- AUSGEWÄHLTER AUSZUG -
Im Fokus: Der ehemalige Papst Benedikt XVI. Foto: dpa/Andrew Medichini

Das Münchner Missbrauchsgutachten hat die katholische Kirche erschüttert. Im Zentrum der Kritik steht der emeritierte Papst. Der Vorsitzende der Bischofskonferenz spricht von „desaströsem Verhalten“ bis in die Spitzen der Kirche.

Aachen/Trier - Der Aachener Bischof Helmut Dieser fordert angesichts des Münchner Missbrauchsgutachtens ein öffentliches Schuldeingeständnis des emeritierten Papstes Benedikt XVI.. „Es kann nicht dabei bleiben, dass Verantwortliche sich flüchten in Hinweise auf ihr Nichtwissen oder auf damalige andere Verhältnisse oder andere Vorgehensweisen. Denn deswegen wurden doch damals Täter nicht gestoppt und Kinder weiter von ihnen missbraucht!“, sagte Dieser am Sonntag. Der Vorsitzende der Deutschen Bischofskonferenz, Georg Bätzing, beklagte „desaströses Verhalten“ auch von den Spitzen der Kirche und mahnte: „Verdeckt und vertuscht wurde lange genug, jetzt ist die Zeit der Wahrheit.“

 

Benedikt, der frühere Kardinal Joseph Ratzinger, hatte das Erzbistum München und Freising von 1977 bis 1982 geführt. Ein vom Erzbistum selbst in Auftrag gegebenes Gutachten kommt zu dem Ergebnis, dass Fälle von sexuellem Missbrauch in der Diözese über Jahrzehnte nicht angemessen behandelt wurden. Benedikts Rolle ist besonders brisant. Ihm werden vier Fälle von Fehlverhalten angelastet. Er hat die Vorwürfe in einer Verteidigungsschrift zurückgewiesen. Die Gutachter gehen davon aus, dass er aller Wahrscheinlichkeit nach nicht die Wahrheit gesagt hat.

- QUELLDATEN -
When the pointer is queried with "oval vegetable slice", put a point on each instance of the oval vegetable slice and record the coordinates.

- AUFTRAG A -
Welche Städte werden im Artikel zum Münchner Missbrauchsgutachten genannt? Zähle alle auf.
- AUFTRAG B -
Setze den Artikel zum Münchner Missbrauchsgutachten bitte im Anschluss an seinen letzten Satz fort.

- SCHRIFTLICHE ANTWORT A -
Aachen, Trier, München, Freising

- SCHRIFTLICHE ANTWORT B -
„Desaströses Verhalten“

„Auch Bischöfe, auch ein ehemaliger Papst, können schuldig werden, und in bestimmten Situationen müssen sie das auch öffentlich bekennen, nicht nur im Gebet vor Gott oder im Sakrament in der Beichte“, mahnte Dieser, der in der Bischofskonferenz dem Lager der Reformer zugerechnet wird, in einer Predigt im Aachener Dom. Die Unfähigkeit, eigene Verantwortung zu spüren, Schuld einzugestehen, um Vergebung zu bitten oder wenigstens Bedauern und Schmerz über den eigenen Anteil an der Tragödie auszudrücken, mache ihn traurig und wütend. „Dass auch der frühere Papst Benedikt das noch nicht getan hat, darf nicht sein letztes Wort dazu sein!“

Der Limburger Bischof Bätzing rief dazu auf, sich der Wahrheit zu stellen, so schmerzlich das auch sei. Man müsse klar sehen, was an „desaströsem Verhalten“ auch von der Führung und den Spitzen der Kirche „bis hin zu einem emeritierten Papst angerichtet“ worden sei, sagte der Vorsitzende der Bischofskonferenz am Freitagabend in einem Gottesdienst im Bezirk Trier. Er wisse, dass auf vielen Gläubigen diese Situation ungeheuerlich laste. Sie müssten sich bei Freunden und Familie dafür rechtfertigen, dass sie noch „zu diesem Verein gehören“. Er appellierte an die Gläubigen: „Verlieren Sie nicht den Mut. Wir tun, was wir in dieser Zeit tun müssen.“

Friedrich Merz rechnet mit Gerichtsverfahren

Der neugewählte CDU-Chef Friedrich Merz rechnet als Konsequenz aus dem Missbrauchsgutachten auch mit Gerichtsverfahren. Auf die Frage, ob Kardinäle zurücktreten müssten, sagte Merz am Samstagabend im ZDF: „Das muss zunächst in den Kirchen entschieden werden. Aber ich gehe davon aus, dass das auch in Zukunft Gegenstand von Verfahren der ordentlichen Gerichte sein wird.“ Die Justiz prüft derzeit, ob die Ergebnisse des Gutachtens strafrechtlich relevant sind. Die Münchner Staatsanwaltschaft untersucht nach eigenen Angaben derzeit 42 Fälle von mutmaßlichem Fehlverhalten kirchlicher Verantwortungsträger.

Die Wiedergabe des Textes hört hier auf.